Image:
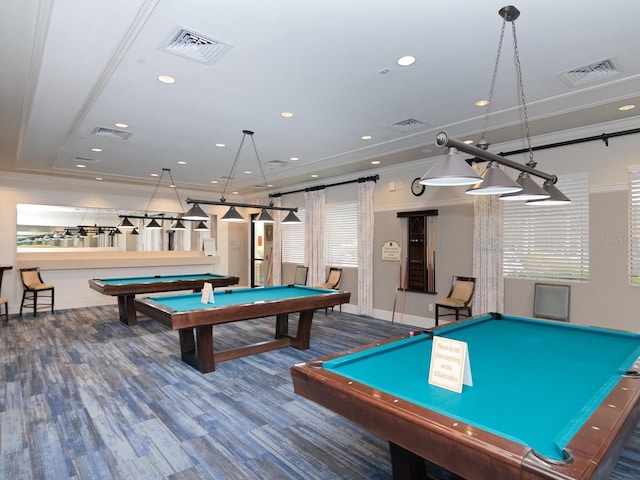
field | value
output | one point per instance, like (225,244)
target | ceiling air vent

...

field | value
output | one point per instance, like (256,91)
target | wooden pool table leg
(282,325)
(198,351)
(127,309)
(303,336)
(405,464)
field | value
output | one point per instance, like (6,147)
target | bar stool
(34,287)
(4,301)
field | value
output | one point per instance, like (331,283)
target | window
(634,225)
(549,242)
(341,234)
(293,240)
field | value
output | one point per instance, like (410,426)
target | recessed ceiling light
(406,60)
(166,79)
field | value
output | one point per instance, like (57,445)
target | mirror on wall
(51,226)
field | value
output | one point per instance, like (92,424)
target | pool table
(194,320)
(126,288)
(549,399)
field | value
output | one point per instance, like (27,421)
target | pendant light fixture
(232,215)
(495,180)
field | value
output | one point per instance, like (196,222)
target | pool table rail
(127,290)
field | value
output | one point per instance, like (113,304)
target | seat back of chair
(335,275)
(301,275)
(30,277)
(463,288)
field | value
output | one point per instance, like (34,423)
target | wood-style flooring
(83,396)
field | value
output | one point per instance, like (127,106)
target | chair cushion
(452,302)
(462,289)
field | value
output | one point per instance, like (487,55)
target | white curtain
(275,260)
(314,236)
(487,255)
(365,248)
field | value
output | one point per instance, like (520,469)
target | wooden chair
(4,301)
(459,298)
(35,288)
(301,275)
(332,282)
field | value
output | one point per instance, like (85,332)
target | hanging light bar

=== Your assignment ===
Retype the portion of the data above that starts on the line with "target | white curtain" and finishes on the line with "target | hanging light bar", including both of those lines.

=== Task response ===
target | white curtain
(275,260)
(314,236)
(487,255)
(365,248)
field | value
output | one point per instance, like (520,469)
target | wooden chair
(4,301)
(459,298)
(35,288)
(301,275)
(332,282)
field | value
output | one point per instance, like (85,332)
target | hanging light bar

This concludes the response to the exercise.